To do: Please list each line in the listing below that contains the string "Expected".

Data rows:
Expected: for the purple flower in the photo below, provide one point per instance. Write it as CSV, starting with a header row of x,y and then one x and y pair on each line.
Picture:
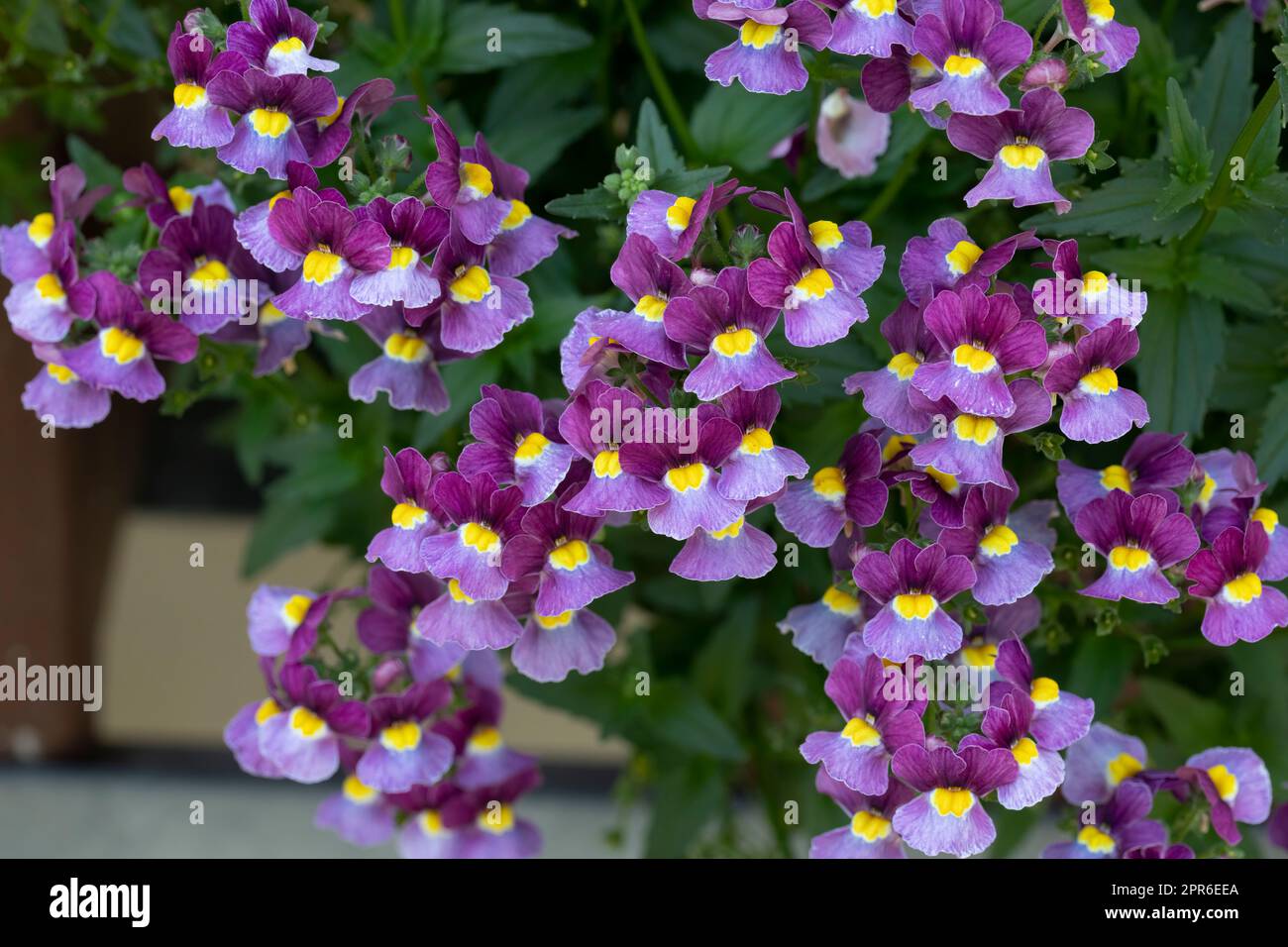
==
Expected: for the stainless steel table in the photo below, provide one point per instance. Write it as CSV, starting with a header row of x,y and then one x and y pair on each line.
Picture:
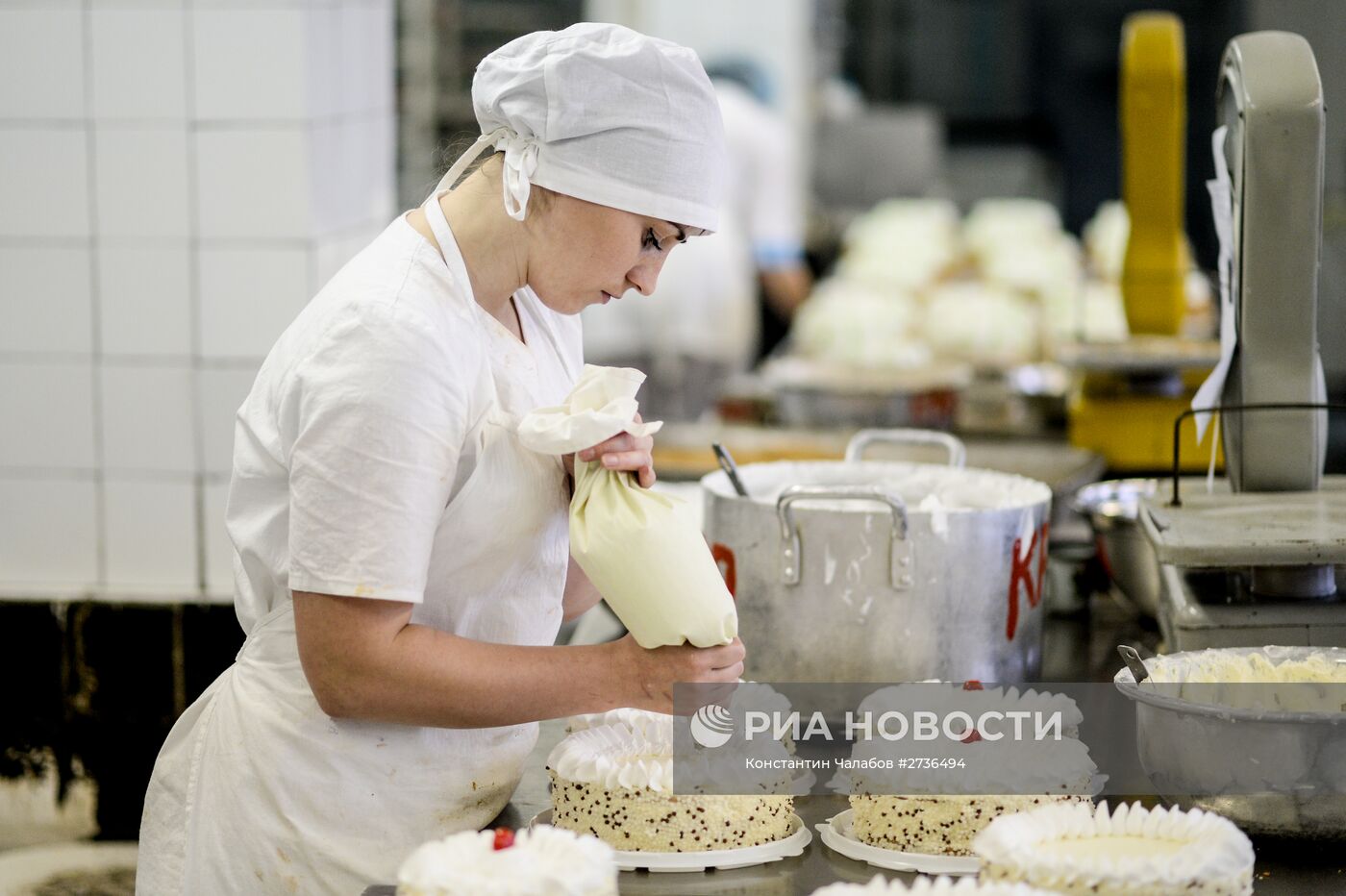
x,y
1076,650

Worked answer:
Expected: for the purple flower in the photo below, provide one point per instance. Write it as CSV, starting with a header row of x,y and then one x and y pair on each line.
Expected: for the stainless steel table in the photo below, provide one point per instance. Write it as CSV, starting with a header row of x,y and then one x and y pair on each line.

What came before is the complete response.